[LISTA DE TAREFAS]:
a) Segundo a entrevista com Sofia Kriger, em que mês e ano ela começou a estudar no New England Conservatory of Music?
b) Indique, por favor, se cada afirmação abaixo está de acordo com a entrevista com Sofia Kriger. Responda sim ou não e cite as palavras da entrevista que decidem a questão.
(i) Sofia tinha 16 anos quando foi para NY terminar o ensino médio.
(ii) O primeiro professor da Jazz band entrevistou Sofia antes de recusá-la.
(iii) A Berklee tem em média 4.200 estudantes.
c) Dê continuidade à entrevista com Sofia Kriger a partir da última fala apresentada.

[TEXTO DE ORIGEM]:
◇ ◇ ◇ ◇

Turi Collura conversa com Sofia Kriger, cantora e musicista que do Brasil partiu em busca de seu desenvolvimento musical, e que hoje compartilha conosco a sua experiência de estudar música nos Estados Unidos.
– Turi Collura: Sofia, como está sendo a experiência de estudar música nos Estados Unidos?
– Sofia Kriger: Faz 3 anos que vim para os EUA. Inicialmente fui para NY para terminar o ensino médio em uma boarding school. Apesar de nova (estava com 16 anos), quis fazer o terceiro ano de ensino médio aqui porque já tinha certeza de que eu gostaria de fazer faculdade nos EUA. Tomei essa decisão quando eu tinha uns 15 anos, porque toda vez que eu falava que queria fazer faculdade de música no Brasil (lembro que queria Unicamp), perguntavam “música e mais o que?”, e eu pensava “como assim mais o que? Quero fazer musica e só. Nada mais”. Essa indiferença do “típico” brasileiro em relação à música como profissão me deixou indignada. Comecei a pesquisar sobre música nos EUA e fui ficando cada vez mais estimulada a vir para esse país onde a música é levada mais a serio. (E o engraçado é que todo mundo aqui nos EUA fica impressionado com o fato de a música não ser uma prioridade na vida das pessoas no Brasil, já que este é um país tão musical…).
Chegando em NY, descobri que tinham uma Jazz band na escola e fiquei muito interessada, claro… Tentei entrar na Jazz band mas o professor não me deu nem uma chance de ser entrevistada para a aula. Disse que não estava interessado em um(a) cantor(a) para a Jazz band. Seis meses depois esse professor faleceu e o novo professor estava mais do que interessado em abrir uma vaga para mim na banda. Fiquei chocada… Que inconveniência mais conveniente. Foi aí que eu finalmente entrei na banda.
– TC: Você foi estudar em Boston, uma bela cidade universitária onde é sitiado o Berklee College os Music, mas também outras faculdades de muita valia.
– SK: Eu comecei a estudar no New England Conservatory of Music, em Boston, em setembro de 2013 (o ano escolar começa no meio do ano nos EUA). Meu sonho era estudar no Berklee College of Music (e eu passei lá também) mas depois de visitar a faculdade pelo menos umas 4 vezes em 2012 (indo tomar um café com os estudantes de lá pra conversar sobre como era a vida deles na faculdade, conversando com professores etc) percebi que a faculdade se preocupa muito mais com dinheiro do que qualquer outra coisa. Primeiro vem o dinheiro, depois o estudante. Eles aceitam muita gente que não tem nenhum talento só pelo dinheiro que eles têm. A faculdade tem em média 4.200 estudantes. Eles são uma empresa multimilionária que cria “padrões” para uma pessoa ficar famosa. E apesar de eu querer ficar famosa pela minha música, é claro (quem não quer?), eu realmente queria focar em me tornar um músico de verdade (não alguém que segue “padrões” pra se tornar famoso) e depois pensar em “ficar famosa”. Meu namorado estuda na Berklee, no departamento de “produção e engenharia musical” e esse departamento sim, eu admiro. Eles têm uma tecnologia que eu nunca vi igual, muitos consoles de primeira mão (gastam milhões e milhões com esses equipamentos) e professores espetaculares. Não tem outro lugar melhor do que a Berklee para estudar engenharia musical.

◇ ◇ ◇ ◇

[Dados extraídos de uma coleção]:
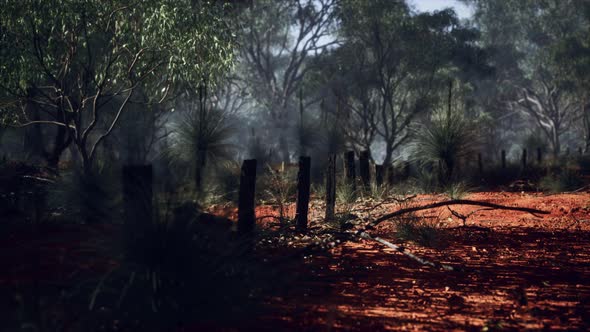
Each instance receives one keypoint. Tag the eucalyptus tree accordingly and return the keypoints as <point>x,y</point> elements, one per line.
<point>68,63</point>
<point>278,39</point>
<point>394,65</point>
<point>527,36</point>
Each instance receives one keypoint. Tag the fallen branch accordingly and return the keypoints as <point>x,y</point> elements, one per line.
<point>402,250</point>
<point>455,202</point>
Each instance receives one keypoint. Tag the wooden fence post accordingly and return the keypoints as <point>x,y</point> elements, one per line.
<point>349,168</point>
<point>390,175</point>
<point>247,194</point>
<point>331,188</point>
<point>364,168</point>
<point>479,164</point>
<point>303,186</point>
<point>379,175</point>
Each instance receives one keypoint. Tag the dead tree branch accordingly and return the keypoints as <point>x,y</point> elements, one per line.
<point>454,202</point>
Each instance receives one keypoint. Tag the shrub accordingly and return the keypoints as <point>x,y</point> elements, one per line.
<point>279,188</point>
<point>422,232</point>
<point>345,194</point>
<point>180,270</point>
<point>442,143</point>
<point>88,198</point>
<point>567,180</point>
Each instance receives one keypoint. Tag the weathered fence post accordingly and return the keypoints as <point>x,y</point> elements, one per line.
<point>331,187</point>
<point>303,186</point>
<point>379,175</point>
<point>247,194</point>
<point>479,164</point>
<point>350,170</point>
<point>390,175</point>
<point>364,169</point>
<point>137,198</point>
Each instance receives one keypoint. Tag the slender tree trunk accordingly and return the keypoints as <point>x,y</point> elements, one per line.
<point>331,187</point>
<point>284,149</point>
<point>364,168</point>
<point>247,194</point>
<point>379,170</point>
<point>303,187</point>
<point>349,168</point>
<point>200,162</point>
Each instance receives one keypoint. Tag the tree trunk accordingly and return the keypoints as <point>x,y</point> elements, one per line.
<point>479,164</point>
<point>379,175</point>
<point>137,197</point>
<point>350,171</point>
<point>303,187</point>
<point>331,188</point>
<point>246,203</point>
<point>199,168</point>
<point>284,150</point>
<point>364,168</point>
<point>390,175</point>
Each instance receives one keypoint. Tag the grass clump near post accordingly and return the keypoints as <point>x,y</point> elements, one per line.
<point>280,189</point>
<point>422,232</point>
<point>446,140</point>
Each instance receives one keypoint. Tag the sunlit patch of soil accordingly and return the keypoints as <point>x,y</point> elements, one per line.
<point>515,271</point>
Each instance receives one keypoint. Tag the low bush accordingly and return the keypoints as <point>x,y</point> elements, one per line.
<point>422,232</point>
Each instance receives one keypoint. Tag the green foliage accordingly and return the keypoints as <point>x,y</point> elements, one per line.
<point>425,181</point>
<point>201,138</point>
<point>86,197</point>
<point>102,55</point>
<point>457,190</point>
<point>280,189</point>
<point>446,140</point>
<point>183,267</point>
<point>422,232</point>
<point>379,193</point>
<point>346,195</point>
<point>568,178</point>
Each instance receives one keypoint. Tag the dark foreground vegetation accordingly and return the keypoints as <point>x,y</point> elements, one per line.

◇ ◇ ◇ ◇

[LISTA DE RESPOSTAS]:
a) Em setembro de 2013.

b)
(i) Sim: "Apesar de nova (estava com 16 anos)".
(ii) Não: "o professor não me deu nem uma chance de ser entrevistada para a aula".
(iii) Sim: "A faculdade tem em média 4.200 estudantes."

c)
The New England Conservatory of Music em Boston (NEC)
– TC: A Berklee atrai muito músico de talento, certo?
– SK: Sim, obviamente, existem muitos músicos talentosíssimos na Berklee. Músicos que eu admiro muito, mas simplesmente por essas razões de não colocar o estudante em primeiro lugar, eu preferi ir para o New England Conservatory (NEC), conservatório de música com uma média de 700 estudantes (contando com alunos de faculdade, pós graduação e mestrado), que na minha opinião, coloca os estudantes em primeiro lugar.
Uma gravação feita com alunos do NEC e da Berklee:
– TC: Estudar música nos Estados Unidos é certamente uma bela experiência. Como é a vida de estudante no College?
– SK: As faculdades de música aqui (pelo menos as que eu conheço) são divididas em departamentos. Por exemplo, o NEC tem departamentos de voice performance (ópera), diversos instrumentos de música clássica, composição (clássica), departamento de Jazz performance, Jazz composition, Improvisação contemporânea e muitos outros departamentos.
Fiquei um ano no CI e apesar de ter sido uma experiência incrível (improvisei com música chinesa, tenho vídeo disso!), musica do oriente médio, música brasileira, e outros tipos de musica que eram tão loucos que nem têm nome, rs) percebi que eu gostaria de focar mais em Jazz. Foi aí que troquei pro departamento do Jazz, e apesar de ser muito mais difícil do que o CI, em termos de estudo, eu estou amando… Tive chance de estudar com professores que são músicos incríveis – como John McNeil, Frank Calberg, Hankus Netsky, Dominique Eade, Bert Seager, Ran Blake e muitos outros com quem ainda estudarei.
– TC: Coisas boas e ruins da tua escola?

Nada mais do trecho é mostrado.